Reproduce verbatim the records from their first line up to and including the line that contains "Outline every instance of the yellow". Include no other lines.

* * * *

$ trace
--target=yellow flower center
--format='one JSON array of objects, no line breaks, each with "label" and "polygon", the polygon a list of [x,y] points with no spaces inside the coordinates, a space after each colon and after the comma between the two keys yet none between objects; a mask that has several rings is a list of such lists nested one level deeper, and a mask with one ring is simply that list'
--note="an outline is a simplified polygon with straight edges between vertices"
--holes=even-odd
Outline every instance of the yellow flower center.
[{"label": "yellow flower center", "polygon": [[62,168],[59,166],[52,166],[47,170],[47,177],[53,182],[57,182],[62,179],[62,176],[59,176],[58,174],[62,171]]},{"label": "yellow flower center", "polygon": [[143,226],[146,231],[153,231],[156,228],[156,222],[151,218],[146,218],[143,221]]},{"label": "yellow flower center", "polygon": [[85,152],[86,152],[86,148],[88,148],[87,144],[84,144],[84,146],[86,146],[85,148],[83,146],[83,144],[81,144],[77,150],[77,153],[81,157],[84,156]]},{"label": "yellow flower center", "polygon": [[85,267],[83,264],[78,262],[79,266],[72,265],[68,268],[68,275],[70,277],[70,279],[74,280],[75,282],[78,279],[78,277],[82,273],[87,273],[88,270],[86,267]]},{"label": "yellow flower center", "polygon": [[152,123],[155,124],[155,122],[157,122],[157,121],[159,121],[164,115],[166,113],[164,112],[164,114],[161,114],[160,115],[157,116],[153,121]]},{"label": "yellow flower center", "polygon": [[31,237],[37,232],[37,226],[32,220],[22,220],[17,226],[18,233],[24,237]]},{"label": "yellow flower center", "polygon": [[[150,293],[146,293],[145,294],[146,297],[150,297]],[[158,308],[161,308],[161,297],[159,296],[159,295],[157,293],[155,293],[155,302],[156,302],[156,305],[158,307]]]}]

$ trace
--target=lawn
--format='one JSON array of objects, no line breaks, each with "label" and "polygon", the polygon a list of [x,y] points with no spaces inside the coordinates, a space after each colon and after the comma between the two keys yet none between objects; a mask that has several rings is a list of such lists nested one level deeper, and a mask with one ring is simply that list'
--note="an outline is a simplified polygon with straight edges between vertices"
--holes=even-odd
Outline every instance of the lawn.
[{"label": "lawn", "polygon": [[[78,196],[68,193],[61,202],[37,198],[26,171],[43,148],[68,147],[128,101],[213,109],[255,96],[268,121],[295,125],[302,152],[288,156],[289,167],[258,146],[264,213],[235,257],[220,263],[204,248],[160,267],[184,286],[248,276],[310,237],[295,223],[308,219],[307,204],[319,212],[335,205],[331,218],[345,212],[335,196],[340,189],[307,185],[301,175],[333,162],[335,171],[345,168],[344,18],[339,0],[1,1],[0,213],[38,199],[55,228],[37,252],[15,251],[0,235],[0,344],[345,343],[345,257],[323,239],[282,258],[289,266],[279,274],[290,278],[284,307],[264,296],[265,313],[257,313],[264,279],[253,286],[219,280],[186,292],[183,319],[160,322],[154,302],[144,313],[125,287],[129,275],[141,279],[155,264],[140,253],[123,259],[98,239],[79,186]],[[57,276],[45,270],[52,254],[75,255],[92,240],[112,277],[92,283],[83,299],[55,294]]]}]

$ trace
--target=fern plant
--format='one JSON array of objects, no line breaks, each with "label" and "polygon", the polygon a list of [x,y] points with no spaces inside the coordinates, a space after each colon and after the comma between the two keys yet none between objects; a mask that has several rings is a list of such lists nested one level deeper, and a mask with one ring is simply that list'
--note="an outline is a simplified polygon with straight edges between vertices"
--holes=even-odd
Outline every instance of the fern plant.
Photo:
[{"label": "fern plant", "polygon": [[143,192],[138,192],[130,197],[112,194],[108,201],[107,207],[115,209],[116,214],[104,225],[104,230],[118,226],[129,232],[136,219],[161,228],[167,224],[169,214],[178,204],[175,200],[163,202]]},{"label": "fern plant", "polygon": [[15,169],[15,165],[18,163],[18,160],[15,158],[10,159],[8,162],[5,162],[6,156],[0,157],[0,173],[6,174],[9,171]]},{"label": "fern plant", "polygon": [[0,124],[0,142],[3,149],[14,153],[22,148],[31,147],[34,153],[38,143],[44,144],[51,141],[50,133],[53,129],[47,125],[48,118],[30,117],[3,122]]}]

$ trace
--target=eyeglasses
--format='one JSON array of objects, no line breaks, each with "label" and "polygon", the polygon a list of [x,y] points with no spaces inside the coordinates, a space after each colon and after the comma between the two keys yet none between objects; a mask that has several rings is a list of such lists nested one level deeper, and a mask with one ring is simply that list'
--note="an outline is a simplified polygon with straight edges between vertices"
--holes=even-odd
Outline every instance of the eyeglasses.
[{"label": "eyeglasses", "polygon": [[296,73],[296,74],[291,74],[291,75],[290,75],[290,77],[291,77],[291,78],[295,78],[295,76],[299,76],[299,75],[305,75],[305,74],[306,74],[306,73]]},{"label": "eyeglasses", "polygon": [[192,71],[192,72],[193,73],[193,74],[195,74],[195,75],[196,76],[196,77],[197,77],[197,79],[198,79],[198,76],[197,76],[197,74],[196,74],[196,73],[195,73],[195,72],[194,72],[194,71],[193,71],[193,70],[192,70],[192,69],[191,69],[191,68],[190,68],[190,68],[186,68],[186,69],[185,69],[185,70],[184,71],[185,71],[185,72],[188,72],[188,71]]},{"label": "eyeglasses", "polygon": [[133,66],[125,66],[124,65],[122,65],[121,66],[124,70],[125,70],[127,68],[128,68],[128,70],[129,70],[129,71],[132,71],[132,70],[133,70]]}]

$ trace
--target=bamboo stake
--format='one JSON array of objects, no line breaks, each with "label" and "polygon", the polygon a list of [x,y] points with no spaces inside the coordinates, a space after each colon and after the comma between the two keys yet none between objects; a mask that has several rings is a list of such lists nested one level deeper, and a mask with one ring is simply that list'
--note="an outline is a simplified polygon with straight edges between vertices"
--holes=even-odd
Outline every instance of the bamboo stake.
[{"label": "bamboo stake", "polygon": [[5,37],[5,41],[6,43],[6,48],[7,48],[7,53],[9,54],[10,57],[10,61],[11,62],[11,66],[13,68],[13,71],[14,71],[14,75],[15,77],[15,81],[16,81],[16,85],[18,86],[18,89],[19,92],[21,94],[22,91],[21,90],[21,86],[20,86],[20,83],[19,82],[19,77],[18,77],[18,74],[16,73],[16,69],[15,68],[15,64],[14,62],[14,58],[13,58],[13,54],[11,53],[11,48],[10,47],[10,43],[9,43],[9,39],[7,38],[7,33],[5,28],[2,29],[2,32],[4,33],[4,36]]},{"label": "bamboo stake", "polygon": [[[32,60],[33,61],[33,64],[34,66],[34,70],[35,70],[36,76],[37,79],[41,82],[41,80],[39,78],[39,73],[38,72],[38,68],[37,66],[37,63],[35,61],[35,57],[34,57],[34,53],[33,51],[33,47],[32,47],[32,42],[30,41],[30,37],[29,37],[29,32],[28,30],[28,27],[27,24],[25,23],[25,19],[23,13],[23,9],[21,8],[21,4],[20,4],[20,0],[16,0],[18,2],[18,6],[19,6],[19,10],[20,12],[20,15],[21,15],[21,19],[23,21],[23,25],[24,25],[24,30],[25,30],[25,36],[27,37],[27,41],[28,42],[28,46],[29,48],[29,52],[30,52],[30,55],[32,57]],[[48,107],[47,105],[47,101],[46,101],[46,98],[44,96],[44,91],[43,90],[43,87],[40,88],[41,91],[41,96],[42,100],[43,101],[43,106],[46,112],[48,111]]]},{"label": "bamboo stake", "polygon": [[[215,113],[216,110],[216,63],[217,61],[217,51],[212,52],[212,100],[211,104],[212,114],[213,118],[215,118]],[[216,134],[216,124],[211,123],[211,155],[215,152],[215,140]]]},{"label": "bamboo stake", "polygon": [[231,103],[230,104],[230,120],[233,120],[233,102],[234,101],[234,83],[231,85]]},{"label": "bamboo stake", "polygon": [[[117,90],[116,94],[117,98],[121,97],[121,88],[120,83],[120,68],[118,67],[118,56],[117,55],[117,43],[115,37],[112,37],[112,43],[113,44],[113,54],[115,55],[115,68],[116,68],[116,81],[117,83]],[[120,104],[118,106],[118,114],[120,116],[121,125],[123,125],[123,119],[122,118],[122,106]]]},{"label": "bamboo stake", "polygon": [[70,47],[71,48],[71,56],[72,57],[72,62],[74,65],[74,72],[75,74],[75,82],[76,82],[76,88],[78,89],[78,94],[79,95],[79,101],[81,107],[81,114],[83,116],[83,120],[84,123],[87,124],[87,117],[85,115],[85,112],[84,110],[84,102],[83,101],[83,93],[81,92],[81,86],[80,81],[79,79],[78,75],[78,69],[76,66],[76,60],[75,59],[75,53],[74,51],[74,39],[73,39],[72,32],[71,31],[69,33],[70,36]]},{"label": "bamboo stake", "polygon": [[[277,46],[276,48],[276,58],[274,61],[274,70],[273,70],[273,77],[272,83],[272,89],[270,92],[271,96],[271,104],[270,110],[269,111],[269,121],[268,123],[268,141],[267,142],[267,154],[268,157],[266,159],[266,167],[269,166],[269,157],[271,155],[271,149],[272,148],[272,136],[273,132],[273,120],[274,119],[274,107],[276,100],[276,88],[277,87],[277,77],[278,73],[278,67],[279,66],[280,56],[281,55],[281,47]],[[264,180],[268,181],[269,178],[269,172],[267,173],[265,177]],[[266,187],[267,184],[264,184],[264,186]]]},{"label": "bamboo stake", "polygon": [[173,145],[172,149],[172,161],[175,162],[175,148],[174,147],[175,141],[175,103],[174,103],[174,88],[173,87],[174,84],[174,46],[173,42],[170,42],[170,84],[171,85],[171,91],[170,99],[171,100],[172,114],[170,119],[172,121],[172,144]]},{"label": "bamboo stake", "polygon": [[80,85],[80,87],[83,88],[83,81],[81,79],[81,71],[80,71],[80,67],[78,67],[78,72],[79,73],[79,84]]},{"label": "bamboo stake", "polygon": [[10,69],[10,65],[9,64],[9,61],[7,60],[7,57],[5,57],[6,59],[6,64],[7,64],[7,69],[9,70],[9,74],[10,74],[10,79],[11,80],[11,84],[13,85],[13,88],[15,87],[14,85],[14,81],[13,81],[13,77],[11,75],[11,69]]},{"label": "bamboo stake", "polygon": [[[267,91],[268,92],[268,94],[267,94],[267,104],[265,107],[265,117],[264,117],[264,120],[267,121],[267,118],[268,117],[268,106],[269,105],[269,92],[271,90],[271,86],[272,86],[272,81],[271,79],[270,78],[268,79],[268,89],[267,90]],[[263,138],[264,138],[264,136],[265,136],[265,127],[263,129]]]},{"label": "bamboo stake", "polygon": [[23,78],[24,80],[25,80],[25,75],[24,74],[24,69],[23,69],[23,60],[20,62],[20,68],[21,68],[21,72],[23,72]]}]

* * * *

## REPLY TO THE EXERCISE
$ trace
--target=yellow flower center
--format='one JSON array of objects, no line breaks, each with "label" and "polygon", the polygon a list of [x,y] points with no spaces inside the coordinates, a space after each colon and after the comma between the two keys yet none between objects; a mask that has several rings is a list of such lists nested one level deeper, and a mask with one ring is simply that list'
--note="an outline is a simplified polygon with straight edges between vertices"
--holes=even-odd
Outline every instance of the yellow flower center.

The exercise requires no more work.